◆ **DIRECTIONS FOR THIS TASK**: Rewrite the records from the line containing "Task: Find the wire" through the end of the records, swapping "wire clothesline" for "rope clothesline" and leaving everything else unchanged.

### TASK INPUT

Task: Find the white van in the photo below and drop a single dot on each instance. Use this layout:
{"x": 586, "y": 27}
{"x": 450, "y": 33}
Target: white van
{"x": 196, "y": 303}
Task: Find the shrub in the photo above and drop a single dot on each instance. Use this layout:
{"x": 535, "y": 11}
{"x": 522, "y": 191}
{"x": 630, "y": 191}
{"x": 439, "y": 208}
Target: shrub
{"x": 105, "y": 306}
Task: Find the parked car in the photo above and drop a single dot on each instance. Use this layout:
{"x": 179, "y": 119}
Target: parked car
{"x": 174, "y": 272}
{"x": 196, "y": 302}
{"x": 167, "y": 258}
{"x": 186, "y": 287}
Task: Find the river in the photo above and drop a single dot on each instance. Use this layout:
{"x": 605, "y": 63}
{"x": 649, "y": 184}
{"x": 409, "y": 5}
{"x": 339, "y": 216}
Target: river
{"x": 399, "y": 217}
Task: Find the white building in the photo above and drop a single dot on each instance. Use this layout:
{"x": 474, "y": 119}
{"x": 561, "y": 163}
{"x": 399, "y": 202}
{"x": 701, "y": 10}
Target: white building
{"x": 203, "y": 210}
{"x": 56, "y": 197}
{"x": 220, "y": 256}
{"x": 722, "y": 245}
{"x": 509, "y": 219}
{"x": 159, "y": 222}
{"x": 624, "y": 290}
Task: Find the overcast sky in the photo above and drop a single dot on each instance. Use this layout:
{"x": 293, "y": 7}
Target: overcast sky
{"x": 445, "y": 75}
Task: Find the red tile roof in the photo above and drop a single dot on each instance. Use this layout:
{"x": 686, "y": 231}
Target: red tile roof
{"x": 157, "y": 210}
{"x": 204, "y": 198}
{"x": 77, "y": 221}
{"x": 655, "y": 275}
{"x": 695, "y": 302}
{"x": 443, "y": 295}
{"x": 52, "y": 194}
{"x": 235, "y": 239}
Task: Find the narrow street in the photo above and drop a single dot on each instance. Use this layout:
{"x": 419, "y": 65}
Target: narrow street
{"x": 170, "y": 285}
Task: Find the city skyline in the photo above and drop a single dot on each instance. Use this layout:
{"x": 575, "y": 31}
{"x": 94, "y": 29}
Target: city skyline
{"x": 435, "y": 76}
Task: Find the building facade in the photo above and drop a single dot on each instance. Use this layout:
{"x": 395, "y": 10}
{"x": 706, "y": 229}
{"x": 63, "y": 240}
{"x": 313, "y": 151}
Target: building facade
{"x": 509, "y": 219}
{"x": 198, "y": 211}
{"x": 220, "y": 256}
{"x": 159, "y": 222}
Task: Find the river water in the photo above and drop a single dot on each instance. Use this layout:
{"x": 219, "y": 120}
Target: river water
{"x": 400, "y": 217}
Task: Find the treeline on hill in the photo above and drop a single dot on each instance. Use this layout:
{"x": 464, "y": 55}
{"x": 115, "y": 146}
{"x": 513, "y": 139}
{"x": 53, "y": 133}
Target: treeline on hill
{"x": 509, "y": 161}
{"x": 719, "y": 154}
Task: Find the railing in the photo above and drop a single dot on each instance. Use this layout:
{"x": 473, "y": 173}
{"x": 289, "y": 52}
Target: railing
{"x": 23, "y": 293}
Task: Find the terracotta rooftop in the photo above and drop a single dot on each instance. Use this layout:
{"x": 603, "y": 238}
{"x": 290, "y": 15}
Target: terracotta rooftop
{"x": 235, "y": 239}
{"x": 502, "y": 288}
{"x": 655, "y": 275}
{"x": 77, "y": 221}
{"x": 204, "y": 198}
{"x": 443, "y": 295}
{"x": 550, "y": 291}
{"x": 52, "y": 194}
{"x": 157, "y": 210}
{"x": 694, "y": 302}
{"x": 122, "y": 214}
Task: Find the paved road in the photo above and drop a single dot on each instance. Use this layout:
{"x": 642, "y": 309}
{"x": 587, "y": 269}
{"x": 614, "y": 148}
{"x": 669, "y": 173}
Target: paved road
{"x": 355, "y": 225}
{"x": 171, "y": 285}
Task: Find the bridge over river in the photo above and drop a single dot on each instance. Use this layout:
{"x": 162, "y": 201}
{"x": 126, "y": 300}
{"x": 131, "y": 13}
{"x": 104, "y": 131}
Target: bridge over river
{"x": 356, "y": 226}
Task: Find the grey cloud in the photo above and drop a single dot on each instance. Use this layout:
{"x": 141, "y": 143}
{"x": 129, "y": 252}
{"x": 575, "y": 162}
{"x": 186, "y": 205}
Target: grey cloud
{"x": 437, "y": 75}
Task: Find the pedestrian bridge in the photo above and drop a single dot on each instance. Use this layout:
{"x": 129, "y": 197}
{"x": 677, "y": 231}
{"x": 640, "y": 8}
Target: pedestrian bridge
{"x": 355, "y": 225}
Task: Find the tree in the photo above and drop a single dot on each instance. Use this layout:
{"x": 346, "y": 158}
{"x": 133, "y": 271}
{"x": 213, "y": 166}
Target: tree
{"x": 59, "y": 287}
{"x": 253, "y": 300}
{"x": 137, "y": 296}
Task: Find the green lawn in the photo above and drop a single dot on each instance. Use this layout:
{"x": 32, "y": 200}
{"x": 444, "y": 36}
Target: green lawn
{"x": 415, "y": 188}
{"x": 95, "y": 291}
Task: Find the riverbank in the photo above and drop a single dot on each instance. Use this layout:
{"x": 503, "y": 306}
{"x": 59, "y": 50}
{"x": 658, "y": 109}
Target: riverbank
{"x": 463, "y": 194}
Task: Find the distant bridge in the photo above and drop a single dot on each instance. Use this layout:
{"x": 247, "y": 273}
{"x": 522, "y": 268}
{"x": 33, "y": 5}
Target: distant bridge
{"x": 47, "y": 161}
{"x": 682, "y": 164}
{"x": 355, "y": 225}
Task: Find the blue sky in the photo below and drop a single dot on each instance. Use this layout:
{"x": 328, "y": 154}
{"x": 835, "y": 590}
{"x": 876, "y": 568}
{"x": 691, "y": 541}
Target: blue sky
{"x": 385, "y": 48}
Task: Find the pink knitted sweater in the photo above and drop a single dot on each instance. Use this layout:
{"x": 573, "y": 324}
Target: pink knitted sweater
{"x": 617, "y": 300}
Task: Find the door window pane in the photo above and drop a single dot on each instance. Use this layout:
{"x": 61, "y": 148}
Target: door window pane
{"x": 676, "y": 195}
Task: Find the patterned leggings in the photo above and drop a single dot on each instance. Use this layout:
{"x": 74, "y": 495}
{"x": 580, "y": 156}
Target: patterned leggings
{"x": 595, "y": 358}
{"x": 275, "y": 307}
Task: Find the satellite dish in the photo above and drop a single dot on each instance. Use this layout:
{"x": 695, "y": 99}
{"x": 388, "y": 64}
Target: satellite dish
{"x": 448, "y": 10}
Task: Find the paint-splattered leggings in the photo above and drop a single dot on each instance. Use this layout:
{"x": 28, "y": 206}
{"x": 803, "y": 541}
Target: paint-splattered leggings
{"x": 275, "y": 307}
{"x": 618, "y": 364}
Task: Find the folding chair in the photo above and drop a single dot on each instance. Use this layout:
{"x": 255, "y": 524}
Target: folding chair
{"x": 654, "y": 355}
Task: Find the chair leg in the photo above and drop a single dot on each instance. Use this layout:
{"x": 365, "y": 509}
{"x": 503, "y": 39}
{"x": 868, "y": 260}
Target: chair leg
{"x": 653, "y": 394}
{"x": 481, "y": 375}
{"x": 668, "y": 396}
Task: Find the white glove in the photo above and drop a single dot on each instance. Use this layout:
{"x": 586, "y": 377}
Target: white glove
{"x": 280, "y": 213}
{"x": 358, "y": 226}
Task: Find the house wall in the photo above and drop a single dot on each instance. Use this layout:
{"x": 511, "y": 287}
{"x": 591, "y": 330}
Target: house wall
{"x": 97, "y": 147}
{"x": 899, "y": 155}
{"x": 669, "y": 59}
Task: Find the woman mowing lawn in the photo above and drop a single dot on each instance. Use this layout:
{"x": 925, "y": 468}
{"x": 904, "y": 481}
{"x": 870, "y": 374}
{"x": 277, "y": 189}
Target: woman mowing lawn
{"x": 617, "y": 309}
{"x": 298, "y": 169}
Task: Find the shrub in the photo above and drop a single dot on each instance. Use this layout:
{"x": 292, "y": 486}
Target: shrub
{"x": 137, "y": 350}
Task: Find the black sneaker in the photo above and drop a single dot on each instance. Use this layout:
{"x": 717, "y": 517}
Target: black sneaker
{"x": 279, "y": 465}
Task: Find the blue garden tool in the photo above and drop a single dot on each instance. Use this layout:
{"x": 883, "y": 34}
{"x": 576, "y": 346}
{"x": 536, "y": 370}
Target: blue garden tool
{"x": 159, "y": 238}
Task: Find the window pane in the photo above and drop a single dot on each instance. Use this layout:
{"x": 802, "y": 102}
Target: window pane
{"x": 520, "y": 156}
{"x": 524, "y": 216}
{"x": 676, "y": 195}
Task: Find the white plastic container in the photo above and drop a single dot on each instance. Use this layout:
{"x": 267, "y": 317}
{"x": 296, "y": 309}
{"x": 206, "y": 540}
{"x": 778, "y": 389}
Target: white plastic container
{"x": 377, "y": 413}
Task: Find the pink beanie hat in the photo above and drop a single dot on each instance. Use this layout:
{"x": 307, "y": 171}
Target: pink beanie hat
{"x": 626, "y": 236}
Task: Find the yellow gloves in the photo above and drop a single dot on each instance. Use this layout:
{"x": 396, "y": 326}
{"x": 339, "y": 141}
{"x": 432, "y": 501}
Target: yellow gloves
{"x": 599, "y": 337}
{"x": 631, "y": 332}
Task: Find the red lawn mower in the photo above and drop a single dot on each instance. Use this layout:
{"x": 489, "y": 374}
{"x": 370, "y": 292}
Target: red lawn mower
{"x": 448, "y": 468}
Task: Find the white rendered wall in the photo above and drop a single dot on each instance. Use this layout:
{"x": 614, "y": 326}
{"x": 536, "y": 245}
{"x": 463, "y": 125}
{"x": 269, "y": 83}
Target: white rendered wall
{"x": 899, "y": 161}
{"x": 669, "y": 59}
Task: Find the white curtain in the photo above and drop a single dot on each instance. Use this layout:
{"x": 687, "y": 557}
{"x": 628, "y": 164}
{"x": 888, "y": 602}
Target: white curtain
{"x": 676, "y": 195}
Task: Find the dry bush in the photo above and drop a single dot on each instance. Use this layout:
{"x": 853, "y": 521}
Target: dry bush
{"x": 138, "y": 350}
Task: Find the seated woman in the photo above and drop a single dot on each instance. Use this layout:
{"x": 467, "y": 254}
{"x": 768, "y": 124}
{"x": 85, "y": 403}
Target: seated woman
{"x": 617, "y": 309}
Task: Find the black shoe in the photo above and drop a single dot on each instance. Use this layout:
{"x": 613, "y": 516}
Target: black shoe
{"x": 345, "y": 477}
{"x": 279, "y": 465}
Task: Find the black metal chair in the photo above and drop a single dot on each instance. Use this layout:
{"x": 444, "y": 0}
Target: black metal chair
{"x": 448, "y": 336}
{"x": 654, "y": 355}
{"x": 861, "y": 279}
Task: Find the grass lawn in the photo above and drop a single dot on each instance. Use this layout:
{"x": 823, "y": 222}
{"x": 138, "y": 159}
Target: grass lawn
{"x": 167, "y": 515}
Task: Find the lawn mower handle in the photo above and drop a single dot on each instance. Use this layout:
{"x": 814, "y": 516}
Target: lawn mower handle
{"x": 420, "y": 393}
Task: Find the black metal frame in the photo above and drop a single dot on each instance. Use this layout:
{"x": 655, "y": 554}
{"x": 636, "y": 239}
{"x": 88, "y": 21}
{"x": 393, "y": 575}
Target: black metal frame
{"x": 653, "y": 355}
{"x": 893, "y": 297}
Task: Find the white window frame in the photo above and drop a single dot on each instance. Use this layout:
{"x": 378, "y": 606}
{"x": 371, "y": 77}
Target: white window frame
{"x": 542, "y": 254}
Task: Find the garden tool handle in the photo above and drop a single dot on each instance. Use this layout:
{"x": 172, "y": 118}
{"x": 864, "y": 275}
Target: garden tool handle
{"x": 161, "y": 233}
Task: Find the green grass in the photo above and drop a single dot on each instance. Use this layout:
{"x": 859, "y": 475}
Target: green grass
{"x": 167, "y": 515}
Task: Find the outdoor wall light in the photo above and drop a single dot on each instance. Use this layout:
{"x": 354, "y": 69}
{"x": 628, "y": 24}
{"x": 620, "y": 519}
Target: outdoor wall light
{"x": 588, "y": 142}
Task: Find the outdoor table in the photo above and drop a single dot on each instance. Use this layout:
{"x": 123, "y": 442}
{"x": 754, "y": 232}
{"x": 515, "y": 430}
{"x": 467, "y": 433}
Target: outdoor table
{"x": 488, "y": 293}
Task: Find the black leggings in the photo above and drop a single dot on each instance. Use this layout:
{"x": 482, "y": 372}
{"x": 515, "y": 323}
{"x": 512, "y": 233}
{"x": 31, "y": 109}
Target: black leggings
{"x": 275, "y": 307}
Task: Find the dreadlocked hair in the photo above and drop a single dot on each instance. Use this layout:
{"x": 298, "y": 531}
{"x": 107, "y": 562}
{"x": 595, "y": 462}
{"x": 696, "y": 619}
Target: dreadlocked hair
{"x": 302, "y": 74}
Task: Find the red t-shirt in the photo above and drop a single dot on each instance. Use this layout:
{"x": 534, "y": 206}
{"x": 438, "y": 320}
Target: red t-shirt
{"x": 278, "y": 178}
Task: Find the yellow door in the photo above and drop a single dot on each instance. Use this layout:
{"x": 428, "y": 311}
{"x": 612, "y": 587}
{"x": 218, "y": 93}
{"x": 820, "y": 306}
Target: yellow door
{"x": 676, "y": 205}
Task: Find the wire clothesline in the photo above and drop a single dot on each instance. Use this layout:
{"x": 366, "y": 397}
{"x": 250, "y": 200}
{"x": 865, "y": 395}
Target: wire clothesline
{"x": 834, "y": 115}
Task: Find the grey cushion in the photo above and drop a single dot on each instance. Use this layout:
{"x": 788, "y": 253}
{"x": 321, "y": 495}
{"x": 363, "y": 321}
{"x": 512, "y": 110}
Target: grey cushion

######

◆ **THE OUTPUT**:
Task: Find the rope clothesline in the photo above and drop a single dot on each instance. Use this layout:
{"x": 366, "y": 397}
{"x": 250, "y": 200}
{"x": 865, "y": 395}
Target: rope clothesline
{"x": 834, "y": 115}
Task: Find the grey cushion in the photo above and drop a single dot on each instance. Use this layout:
{"x": 788, "y": 253}
{"x": 321, "y": 495}
{"x": 363, "y": 321}
{"x": 512, "y": 110}
Target: grey cushion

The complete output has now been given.